Format every line of the records below as a JSON list of strings, one string per line, with blank lines omitted.

##### INPUT FOR THIS TASK

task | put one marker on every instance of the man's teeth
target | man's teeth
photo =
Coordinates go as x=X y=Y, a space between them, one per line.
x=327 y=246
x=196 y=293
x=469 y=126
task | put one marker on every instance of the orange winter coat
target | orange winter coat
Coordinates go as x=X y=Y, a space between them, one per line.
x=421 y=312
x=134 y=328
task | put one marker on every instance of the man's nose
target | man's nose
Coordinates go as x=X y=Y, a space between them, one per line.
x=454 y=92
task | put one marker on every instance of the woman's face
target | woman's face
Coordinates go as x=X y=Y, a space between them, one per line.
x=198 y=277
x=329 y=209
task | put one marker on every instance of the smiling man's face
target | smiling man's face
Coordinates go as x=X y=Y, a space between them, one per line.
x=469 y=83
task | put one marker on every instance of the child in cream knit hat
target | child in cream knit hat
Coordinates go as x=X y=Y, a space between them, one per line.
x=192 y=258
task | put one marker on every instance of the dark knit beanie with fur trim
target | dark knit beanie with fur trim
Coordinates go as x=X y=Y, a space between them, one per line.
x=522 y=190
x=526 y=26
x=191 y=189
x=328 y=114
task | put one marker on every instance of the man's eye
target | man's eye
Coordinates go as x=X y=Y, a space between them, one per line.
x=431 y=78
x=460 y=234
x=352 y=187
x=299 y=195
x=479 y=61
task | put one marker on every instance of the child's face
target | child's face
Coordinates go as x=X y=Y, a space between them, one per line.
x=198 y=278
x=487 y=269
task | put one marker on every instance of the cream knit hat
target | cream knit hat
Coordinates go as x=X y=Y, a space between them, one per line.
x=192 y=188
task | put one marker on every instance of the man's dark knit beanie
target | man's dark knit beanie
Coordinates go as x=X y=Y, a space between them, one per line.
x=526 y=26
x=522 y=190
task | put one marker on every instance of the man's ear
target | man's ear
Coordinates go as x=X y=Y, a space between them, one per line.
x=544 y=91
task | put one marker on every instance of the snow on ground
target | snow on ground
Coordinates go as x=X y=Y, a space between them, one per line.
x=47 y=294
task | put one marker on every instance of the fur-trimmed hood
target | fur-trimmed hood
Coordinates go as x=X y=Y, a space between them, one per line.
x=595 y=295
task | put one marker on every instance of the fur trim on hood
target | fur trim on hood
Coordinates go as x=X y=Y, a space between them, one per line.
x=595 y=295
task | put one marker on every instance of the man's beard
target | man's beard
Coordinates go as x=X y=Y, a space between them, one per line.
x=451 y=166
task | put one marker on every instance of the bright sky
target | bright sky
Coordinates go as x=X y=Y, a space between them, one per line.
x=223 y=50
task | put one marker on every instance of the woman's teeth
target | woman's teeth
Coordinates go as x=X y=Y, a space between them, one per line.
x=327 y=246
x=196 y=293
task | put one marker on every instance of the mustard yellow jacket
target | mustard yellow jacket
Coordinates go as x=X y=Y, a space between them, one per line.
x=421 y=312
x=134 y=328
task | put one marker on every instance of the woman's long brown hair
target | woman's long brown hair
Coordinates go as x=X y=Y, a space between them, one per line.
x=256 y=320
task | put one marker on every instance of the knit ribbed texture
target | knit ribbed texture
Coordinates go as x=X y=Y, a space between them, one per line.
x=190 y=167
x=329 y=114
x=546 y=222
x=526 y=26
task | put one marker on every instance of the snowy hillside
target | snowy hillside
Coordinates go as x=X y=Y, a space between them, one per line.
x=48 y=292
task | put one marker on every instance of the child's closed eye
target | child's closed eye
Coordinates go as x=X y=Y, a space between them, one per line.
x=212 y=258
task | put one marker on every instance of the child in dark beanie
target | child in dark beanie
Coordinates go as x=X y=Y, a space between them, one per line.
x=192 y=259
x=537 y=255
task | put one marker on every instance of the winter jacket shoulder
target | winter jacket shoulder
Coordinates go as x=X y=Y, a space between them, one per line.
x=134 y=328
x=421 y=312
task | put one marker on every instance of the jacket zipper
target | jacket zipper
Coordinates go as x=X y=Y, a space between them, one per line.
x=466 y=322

##########

- ANSWER TO THE EXERCISE -
[
  "task | put one marker on every instance of the man's teeth",
  "target | man's teeth",
  "photo =",
  "Coordinates go as x=X y=Y, a space between them, one per line.",
  "x=327 y=246",
  "x=196 y=293",
  "x=469 y=126",
  "task | put one marker on every instance of the orange winter coat",
  "target | orange winter coat",
  "Coordinates go as x=X y=Y, a space between them, one per line.",
  "x=421 y=312",
  "x=134 y=328",
  "task | put one marker on every instance of the man's nose",
  "target | man's nose",
  "Coordinates go as x=X y=Y, a space between them, one per line.",
  "x=454 y=92",
  "task | put one marker on every instance of the woman's face",
  "target | woman's face",
  "Coordinates go as x=X y=Y, a space between them, one per line.",
  "x=198 y=277",
  "x=329 y=209",
  "task | put one marker on every instance of the smiling man's face",
  "target | smiling man's face",
  "Coordinates go as x=X y=Y, a space between them, one per line.",
  "x=469 y=83",
  "task | put one marker on every instance of the child in cream knit hat",
  "target | child in cream knit hat",
  "Coordinates go as x=X y=Y, a space between them, one per line.",
  "x=192 y=258",
  "task | put one marker on every instance of the dark knit beanie with fur trim",
  "target | dark knit beanie with fur trim",
  "Coordinates go as x=X y=Y, a space between them, one per line.",
  "x=522 y=190",
  "x=526 y=26",
  "x=191 y=189",
  "x=328 y=114",
  "task | put one marker on every instance of the man's eye",
  "target | man's eye",
  "Coordinates go as x=X y=Y, a space between them, one per line.",
  "x=431 y=78",
  "x=460 y=234",
  "x=352 y=187",
  "x=299 y=195",
  "x=479 y=61",
  "task | put one marker on every instance of the child's face",
  "target | child's face",
  "Coordinates go as x=X y=Y, a space between them, one per line.",
  "x=198 y=278",
  "x=487 y=269",
  "task | put one marker on every instance of the cream knit hat",
  "target | cream knit hat",
  "Coordinates go as x=X y=Y, a space between them, one per line.",
  "x=192 y=188",
  "task | put one marker on every instance of the man's dark knit beanie",
  "target | man's dark knit beanie",
  "Coordinates go as x=X y=Y, a space between them, one per line.",
  "x=526 y=26",
  "x=522 y=190",
  "task | put one marker on every instance of the man's ear",
  "target | man's ear",
  "Coordinates go as x=X y=Y, a space between them, one per line.",
  "x=544 y=91",
  "task | put one marker on every instance of the snow on ground",
  "target | snow on ground",
  "Coordinates go as x=X y=Y, a space between them, one per line.",
  "x=47 y=294",
  "task | put one marker on every instance of the fur-trimmed hood",
  "target | fur-trimmed hood",
  "Coordinates go as x=X y=Y, a space between them, one per line.",
  "x=595 y=295",
  "task | put one marker on every instance of the fur trim on hood",
  "target | fur trim on hood",
  "Coordinates go as x=X y=Y, a space between them, one per line.",
  "x=595 y=295",
  "task | put one marker on every instance of the man's beard",
  "target | man's beard",
  "Coordinates go as x=X y=Y, a space between them, one per line.",
  "x=451 y=166",
  "task | put one marker on every instance of the bright sky",
  "target | bright sky",
  "Coordinates go as x=X y=Y, a space between them, one per line.",
  "x=223 y=50",
  "task | put one marker on every instance of the woman's teeth",
  "target | woman's teeth",
  "Coordinates go as x=X y=Y, a space between them, one per line.",
  "x=327 y=246",
  "x=196 y=293",
  "task | put one marker on every instance of the mustard yellow jacket",
  "target | mustard yellow jacket",
  "Coordinates go as x=X y=Y, a space between them, one per line.",
  "x=421 y=312",
  "x=134 y=328",
  "task | put one marker on every instance of the woman's long brown hair",
  "target | woman's long brown hair",
  "Coordinates go as x=X y=Y, a space between them, one per line.",
  "x=256 y=320",
  "task | put one marker on every instance of the knit ribbed texture",
  "target | knit ribbed texture",
  "Coordinates go as x=X y=Y, a space between them, one per line.",
  "x=190 y=167",
  "x=329 y=114",
  "x=546 y=222",
  "x=526 y=26",
  "task | put one marker on every instance of the snowy hillside",
  "target | snowy hillside",
  "Coordinates go as x=X y=Y, a space between them, one per line.",
  "x=48 y=292",
  "task | put one marker on every instance of the child's closed eye",
  "target | child's closed eye",
  "Coordinates go as x=X y=Y, a space between them, one per line.",
  "x=212 y=258",
  "task | put one marker on every instance of the child in dark beanie",
  "target | child in dark beanie",
  "Coordinates go as x=X y=Y, a space between them, one per line.",
  "x=192 y=259",
  "x=537 y=255",
  "task | put one marker on every instance of the winter jacket shoulder",
  "target | winter jacket shoulder",
  "Coordinates go as x=X y=Y, a space between them, one per line.",
  "x=134 y=328",
  "x=421 y=312",
  "task | put one marker on every instance of the jacket zipper",
  "target | jacket zipper",
  "Coordinates go as x=X y=Y, a space between them, one per line.",
  "x=466 y=322"
]